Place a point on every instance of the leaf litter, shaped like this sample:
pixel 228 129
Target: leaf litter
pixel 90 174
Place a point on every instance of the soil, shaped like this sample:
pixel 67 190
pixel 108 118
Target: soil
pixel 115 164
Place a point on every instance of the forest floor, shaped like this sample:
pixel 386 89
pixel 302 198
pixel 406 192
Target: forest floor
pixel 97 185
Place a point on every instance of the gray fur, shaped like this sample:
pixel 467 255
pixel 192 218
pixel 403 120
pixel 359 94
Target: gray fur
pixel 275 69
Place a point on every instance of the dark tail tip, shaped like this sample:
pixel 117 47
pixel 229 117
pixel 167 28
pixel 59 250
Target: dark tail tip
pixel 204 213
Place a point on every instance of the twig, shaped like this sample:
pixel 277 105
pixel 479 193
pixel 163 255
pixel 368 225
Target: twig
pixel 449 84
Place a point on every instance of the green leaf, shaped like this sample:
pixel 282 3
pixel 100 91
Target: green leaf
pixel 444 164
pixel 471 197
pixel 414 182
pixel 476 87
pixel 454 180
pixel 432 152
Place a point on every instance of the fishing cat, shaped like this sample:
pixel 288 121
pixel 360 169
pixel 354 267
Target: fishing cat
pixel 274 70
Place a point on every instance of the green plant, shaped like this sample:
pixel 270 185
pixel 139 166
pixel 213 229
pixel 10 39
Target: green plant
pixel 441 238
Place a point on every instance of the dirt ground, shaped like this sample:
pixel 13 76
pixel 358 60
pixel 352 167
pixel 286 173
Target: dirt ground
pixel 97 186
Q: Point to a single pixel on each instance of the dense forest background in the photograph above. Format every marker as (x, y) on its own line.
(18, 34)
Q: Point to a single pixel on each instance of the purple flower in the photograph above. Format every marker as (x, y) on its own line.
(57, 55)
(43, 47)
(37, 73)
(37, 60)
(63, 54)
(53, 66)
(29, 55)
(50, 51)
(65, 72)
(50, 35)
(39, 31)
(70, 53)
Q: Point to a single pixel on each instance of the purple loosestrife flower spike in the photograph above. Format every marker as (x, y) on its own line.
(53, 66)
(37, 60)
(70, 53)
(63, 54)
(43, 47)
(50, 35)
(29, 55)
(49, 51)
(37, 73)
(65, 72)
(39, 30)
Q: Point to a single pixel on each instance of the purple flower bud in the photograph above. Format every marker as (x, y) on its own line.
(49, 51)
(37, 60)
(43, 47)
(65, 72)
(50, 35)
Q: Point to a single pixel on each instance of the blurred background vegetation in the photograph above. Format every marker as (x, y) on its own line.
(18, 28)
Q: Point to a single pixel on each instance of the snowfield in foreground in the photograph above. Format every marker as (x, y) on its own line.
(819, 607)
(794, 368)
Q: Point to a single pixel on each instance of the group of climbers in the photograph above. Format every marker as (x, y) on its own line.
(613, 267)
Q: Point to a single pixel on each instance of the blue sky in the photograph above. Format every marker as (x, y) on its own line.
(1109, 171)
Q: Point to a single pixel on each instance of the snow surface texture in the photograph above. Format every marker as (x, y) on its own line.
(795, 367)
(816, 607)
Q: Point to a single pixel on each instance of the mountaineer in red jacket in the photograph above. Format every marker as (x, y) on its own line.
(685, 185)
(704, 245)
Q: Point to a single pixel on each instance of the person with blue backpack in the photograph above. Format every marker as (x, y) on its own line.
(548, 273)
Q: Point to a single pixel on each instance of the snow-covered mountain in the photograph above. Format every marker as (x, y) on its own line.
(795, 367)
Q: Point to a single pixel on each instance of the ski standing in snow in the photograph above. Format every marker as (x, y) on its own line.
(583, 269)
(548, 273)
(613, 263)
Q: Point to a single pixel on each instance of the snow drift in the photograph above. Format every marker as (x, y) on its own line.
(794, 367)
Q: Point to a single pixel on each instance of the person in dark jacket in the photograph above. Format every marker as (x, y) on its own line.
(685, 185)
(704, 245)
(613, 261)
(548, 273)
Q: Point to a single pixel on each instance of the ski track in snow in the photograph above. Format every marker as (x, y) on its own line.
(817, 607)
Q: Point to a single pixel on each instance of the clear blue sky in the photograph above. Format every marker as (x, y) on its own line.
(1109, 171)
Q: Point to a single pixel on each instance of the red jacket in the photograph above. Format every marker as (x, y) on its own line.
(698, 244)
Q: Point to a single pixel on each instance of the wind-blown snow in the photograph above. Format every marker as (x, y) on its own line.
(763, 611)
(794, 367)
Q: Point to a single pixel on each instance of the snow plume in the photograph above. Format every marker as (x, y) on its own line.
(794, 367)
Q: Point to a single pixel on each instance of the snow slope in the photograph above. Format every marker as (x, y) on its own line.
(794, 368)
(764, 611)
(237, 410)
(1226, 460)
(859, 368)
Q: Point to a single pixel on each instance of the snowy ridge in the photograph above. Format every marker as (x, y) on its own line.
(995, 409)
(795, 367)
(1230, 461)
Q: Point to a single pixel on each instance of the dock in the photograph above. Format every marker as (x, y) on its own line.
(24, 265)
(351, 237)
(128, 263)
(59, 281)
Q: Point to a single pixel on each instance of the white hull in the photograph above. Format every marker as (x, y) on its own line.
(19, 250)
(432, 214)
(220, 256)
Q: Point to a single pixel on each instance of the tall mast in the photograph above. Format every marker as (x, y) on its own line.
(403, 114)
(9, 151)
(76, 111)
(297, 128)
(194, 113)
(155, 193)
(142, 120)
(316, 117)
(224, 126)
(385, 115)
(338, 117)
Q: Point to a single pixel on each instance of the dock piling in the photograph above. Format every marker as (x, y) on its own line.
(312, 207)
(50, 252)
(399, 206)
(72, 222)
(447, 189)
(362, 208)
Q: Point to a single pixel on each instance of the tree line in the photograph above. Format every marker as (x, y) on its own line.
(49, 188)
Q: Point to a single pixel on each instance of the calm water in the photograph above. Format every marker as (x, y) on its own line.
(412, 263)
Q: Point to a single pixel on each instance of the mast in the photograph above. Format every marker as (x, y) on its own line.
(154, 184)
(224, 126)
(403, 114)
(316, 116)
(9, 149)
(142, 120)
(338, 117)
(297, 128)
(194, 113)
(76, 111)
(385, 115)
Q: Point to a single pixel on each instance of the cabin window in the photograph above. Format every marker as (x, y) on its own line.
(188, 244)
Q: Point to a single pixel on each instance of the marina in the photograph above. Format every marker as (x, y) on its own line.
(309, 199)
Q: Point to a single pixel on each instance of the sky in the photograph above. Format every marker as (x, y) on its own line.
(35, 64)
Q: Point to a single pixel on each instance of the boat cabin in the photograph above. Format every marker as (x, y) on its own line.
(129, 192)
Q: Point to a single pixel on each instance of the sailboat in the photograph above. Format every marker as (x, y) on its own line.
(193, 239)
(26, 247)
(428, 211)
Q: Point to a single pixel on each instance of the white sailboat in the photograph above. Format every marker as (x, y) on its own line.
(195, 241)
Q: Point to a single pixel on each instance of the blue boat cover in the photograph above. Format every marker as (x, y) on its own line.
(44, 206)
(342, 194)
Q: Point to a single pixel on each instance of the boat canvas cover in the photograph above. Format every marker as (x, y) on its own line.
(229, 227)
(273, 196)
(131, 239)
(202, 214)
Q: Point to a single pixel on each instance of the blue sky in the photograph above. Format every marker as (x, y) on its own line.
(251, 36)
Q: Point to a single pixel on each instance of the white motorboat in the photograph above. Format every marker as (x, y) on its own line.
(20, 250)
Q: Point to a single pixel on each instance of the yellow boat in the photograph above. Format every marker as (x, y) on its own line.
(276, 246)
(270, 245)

→ What the task asks:
Return the whole listing exactly.

→ Response:
Place a point on every instance of the leaf litter, shaped like this sample:
pixel 228 129
Target: leaf litter
pixel 90 174
Place a point on every instance of the soil, shaped like this sample:
pixel 67 190
pixel 108 118
Target: soil
pixel 115 164
Place a point on every instance of the forest floor, shaped like this sample:
pixel 386 89
pixel 302 198
pixel 406 192
Target: forest floor
pixel 97 185
Place a point on every instance of the gray fur, shaped like this sample:
pixel 467 255
pixel 192 218
pixel 403 120
pixel 359 94
Target: gray fur
pixel 275 69
Place a point on every instance of the dark tail tip, shaped like this sample:
pixel 117 47
pixel 229 117
pixel 167 28
pixel 59 250
Target: dark tail tip
pixel 204 213
Place a point on every instance of the twig, shaped like this sample:
pixel 277 105
pixel 479 193
pixel 163 255
pixel 368 225
Target: twig
pixel 449 84
Place a point on every instance of the green leaf, shaped like this sample:
pixel 282 3
pixel 100 91
Target: green leaf
pixel 444 164
pixel 471 197
pixel 414 182
pixel 476 87
pixel 454 180
pixel 432 152
Place a point on every instance of the fishing cat, shaped like this sample:
pixel 288 121
pixel 360 169
pixel 354 267
Target: fishing cat
pixel 274 70
Place a point on every instance of the green plant, shaped like this sample:
pixel 270 185
pixel 139 166
pixel 213 229
pixel 10 39
Target: green plant
pixel 441 238
Place a point on every instance of the dirt ground, shaped like this sample:
pixel 13 76
pixel 358 60
pixel 352 167
pixel 286 173
Target: dirt ground
pixel 97 186
Q: Point to a single pixel on each instance of the dense forest background in the photograph above. Format every marker as (x, y) on its own line.
(18, 34)
Q: Point to a single pixel on each instance of the purple flower in the photograph above. Format every marker as (x, y) on its own line.
(57, 55)
(43, 47)
(37, 73)
(37, 60)
(63, 54)
(53, 66)
(29, 55)
(50, 51)
(65, 72)
(50, 35)
(39, 31)
(70, 53)
Q: Point to a single pixel on each instance of the purple loosestrife flower spike in the photograph above. Format every marker as (x, y) on its own line.
(53, 66)
(37, 60)
(70, 53)
(63, 54)
(43, 47)
(50, 35)
(29, 55)
(49, 51)
(37, 73)
(65, 72)
(39, 30)
Q: Point to a single pixel on each instance of the purple flower bud in the photograph above. Format every marker as (x, y) on its own line.
(49, 51)
(37, 60)
(43, 47)
(65, 72)
(50, 35)
Q: Point to a single pixel on each instance of the blurred background vegetation in the photograph above. Format every marker as (x, y) on its own line.
(18, 28)
Q: Point to a single pixel on each instance of the snowfield in foreground in the photograph above. Format every marker as (x, y) on its own line.
(819, 607)
(794, 368)
Q: Point to a single pixel on each instance of the group of climbers in the photograph above. Format every marker as (x, y) on its own line.
(613, 267)
Q: Point to a single pixel on each instance of the blue sky in the photograph above. Format every marker as (x, y) on its own line.
(1109, 171)
Q: Point to a single pixel on each instance of the snow surface texture in the photograph above. Format every marker as (x, y) on its own line.
(795, 367)
(816, 607)
Q: Point to a single pixel on each instance of the mountaineer in red jacket in the photograph above. Format every marker as (x, y) on its own line.
(685, 185)
(704, 245)
Q: Point to a single pixel on each instance of the person with blue backpack in the photograph above. Format every marker as (x, y) on its own line.
(548, 273)
Q: Point to a single pixel on each instance of the snow-covered mountain in the photograph above. Format every marker as (x, y) on its own line.
(795, 367)
Q: Point to a single pixel on each instance of the ski standing in snow in the photograph above. Format every marker as (x, y) on its own line.
(583, 269)
(548, 273)
(613, 263)
Q: Point to a single pixel on each instance of the snow drift in the photograph above. Format every marker as (x, y) on its own line.
(794, 367)
Q: Point to a single pixel on each instance of the person in dark jacket in the photograph above. Format every marker as (x, y) on its own line.
(685, 185)
(704, 245)
(613, 261)
(548, 273)
Q: Point to a single pixel on each instance of the ski track in snow in the photograph above. Format every marker as (x, y) on its own line.
(817, 607)
Q: Point to a single pixel on each instance of the clear blue sky in the photograph above. Format every marker as (x, y) on its own line.
(1109, 171)
Q: Point to a single pixel on each instance of the red jacket in the photograph above. Format every marker as (x, y) on its own line.
(698, 244)
Q: Point to a single pixel on each instance of the wind-blown snow in the photograph above. Format every marker as (x, y) on its own line.
(763, 611)
(794, 367)
Q: Point to a single pixel on each instance of the snow plume in the photograph above. Format every marker as (x, y) on its own line.
(794, 367)
Q: Point to a single pixel on each instance of the snow slope in the photograph above. Format every marker as (x, y) on its own line.
(794, 368)
(764, 611)
(237, 410)
(1226, 460)
(859, 368)
Q: Point to a single pixel on each instance of the snowy ridge in the photograph above. Format every marker as (x, y) on its own line.
(995, 409)
(795, 367)
(1230, 461)
Q: Point to a single pixel on each instance of the dock in the photograph above. Format every marker as (x, y) on its own line.
(24, 265)
(351, 237)
(128, 263)
(59, 281)
Q: Point to a single pixel on each instance of the white hull in the photograph above. Format every marker as (x, y) on its own line.
(19, 250)
(432, 214)
(220, 256)
Q: Point to a single pixel on each instance of the tall mast in the photograph above. Format every marker as (x, y) on its own line.
(403, 114)
(9, 151)
(76, 111)
(297, 128)
(194, 113)
(155, 193)
(142, 120)
(316, 117)
(224, 126)
(385, 115)
(338, 117)
Q: Point to a single pixel on each instance of the dock piling in the photograph above. Format every marker as (x, y) on its own line.
(312, 207)
(50, 252)
(399, 206)
(72, 222)
(447, 189)
(362, 208)
Q: Point to a single pixel on each instance of the tree line in the photograph above. Format every marker as (x, y) on its own line.
(49, 188)
Q: Point to a single pixel on each instance of the calm water in the photograph above. Format every marker as (x, y) on its own line.
(412, 263)
Q: Point to a single pixel on each instance of the mast in the photograph above. Format every marker as (x, y) on its own line.
(154, 184)
(224, 126)
(403, 114)
(316, 116)
(9, 149)
(142, 120)
(338, 117)
(297, 128)
(194, 113)
(76, 111)
(385, 115)
Q: Point to a single pixel on each instance of the cabin window in the photograph above. Format every marker as (x, y) on its own line.
(188, 244)
Q: Point to a single pixel on each instance of the marina in the photograph above. Format every marker as (x, y) on its own line.
(309, 199)
Q: Point to a single pixel on each instance of the sky in the photograph above. Format every marker as (x, y) on its own line.
(35, 64)
Q: Point to a single pixel on each instance of the boat cabin in the photograph above. Format every marker as (x, y) on its own line.
(129, 192)
Q: Point to a single pixel on each instance of the sailboat in the photograph above. Format every marker as (x, y) on its own line.
(193, 239)
(26, 247)
(428, 211)
Q: Point to a single pixel on each instance of the white sailboat in the photograph above. Format every marker as (x, y) on its own line.
(195, 241)
Q: Point to a single pixel on each instance of the blue boat cover in the photograph above. Format every marker as (x, y) on its own line.
(44, 206)
(342, 194)
Q: Point to a single pixel on each instance of the boat canvas cover in the photograph above. Format every marker as (x, y) on its own line.
(229, 227)
(273, 196)
(131, 239)
(202, 214)
Q: Point to a single pixel on each instance of the blue sky in the photograph above. Format every marker as (x, y) on its own line.
(251, 36)
Q: Point to a single pixel on each instance of the white motorboat in the photograph above. Format every marker as (x, y) on its own line.
(20, 250)
Q: Point to a single pixel on each instance of the yellow boat in the photograph above. Format every marker as (x, y) on its own line.
(276, 246)
(270, 245)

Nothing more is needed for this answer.